WHAT YOU SHOULD DO: Please report every line in the records below that contains the word "background" by copying each such line in full. Letter case counts when matching.

--- start of SUPPLIED DATA ---

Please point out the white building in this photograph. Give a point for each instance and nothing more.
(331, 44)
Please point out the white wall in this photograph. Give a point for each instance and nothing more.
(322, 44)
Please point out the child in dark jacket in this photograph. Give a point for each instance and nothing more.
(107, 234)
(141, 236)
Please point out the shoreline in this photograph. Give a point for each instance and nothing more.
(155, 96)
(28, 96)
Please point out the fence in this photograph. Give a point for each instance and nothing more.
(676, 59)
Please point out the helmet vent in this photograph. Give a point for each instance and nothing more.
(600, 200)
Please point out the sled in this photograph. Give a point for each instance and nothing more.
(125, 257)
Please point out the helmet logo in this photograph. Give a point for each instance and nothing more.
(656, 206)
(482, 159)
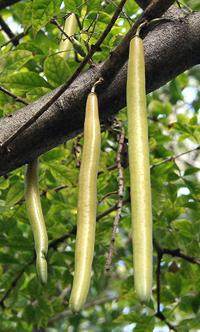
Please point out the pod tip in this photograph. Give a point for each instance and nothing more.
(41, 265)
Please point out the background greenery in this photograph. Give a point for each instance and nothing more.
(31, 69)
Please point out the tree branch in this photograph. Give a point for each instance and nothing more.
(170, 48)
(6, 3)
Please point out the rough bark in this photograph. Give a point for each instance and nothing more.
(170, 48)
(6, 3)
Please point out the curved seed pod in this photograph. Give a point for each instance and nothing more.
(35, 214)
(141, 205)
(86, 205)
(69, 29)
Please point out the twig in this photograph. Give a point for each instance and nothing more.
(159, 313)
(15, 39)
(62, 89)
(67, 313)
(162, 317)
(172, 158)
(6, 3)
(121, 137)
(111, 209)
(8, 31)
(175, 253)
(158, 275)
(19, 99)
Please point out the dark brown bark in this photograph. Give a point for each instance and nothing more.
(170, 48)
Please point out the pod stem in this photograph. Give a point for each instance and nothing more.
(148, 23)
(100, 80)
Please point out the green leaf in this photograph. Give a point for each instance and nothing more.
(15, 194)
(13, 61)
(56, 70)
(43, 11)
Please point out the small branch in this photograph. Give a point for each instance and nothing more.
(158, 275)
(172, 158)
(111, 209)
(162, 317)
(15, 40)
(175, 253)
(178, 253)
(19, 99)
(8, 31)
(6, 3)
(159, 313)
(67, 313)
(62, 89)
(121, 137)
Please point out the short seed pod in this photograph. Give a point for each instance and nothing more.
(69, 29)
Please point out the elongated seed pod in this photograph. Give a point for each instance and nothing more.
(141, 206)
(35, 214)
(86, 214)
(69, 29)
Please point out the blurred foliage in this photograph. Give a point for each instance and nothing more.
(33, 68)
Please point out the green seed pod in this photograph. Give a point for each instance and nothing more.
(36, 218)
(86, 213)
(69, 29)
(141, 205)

--- end of SUPPLIED DATA ---
--- start of SUPPLIED DATA ---

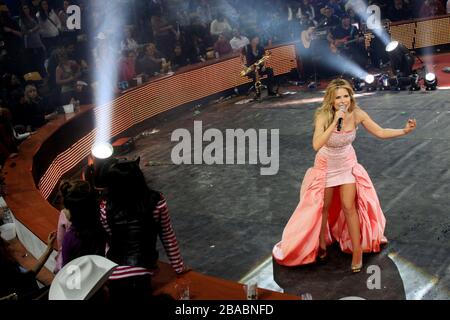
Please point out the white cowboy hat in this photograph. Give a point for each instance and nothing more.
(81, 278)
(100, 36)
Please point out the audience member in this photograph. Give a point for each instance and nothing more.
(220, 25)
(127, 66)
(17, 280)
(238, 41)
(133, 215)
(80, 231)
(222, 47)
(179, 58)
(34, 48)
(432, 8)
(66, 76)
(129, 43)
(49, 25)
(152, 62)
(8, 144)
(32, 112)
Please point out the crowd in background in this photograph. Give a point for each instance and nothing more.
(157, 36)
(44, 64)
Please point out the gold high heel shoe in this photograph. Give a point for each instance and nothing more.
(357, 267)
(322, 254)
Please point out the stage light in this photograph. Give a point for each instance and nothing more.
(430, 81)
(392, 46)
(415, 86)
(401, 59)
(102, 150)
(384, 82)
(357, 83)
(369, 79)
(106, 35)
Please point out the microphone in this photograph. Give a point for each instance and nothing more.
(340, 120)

--- end of SUPPLIED DATA ---

COMPLETE OUTPUT:
Please point out the background greenery in this photograph. Give a point for each instance and nothing more.
Please point out the crowd in background in this photograph. Give a point for each instance and nothing more.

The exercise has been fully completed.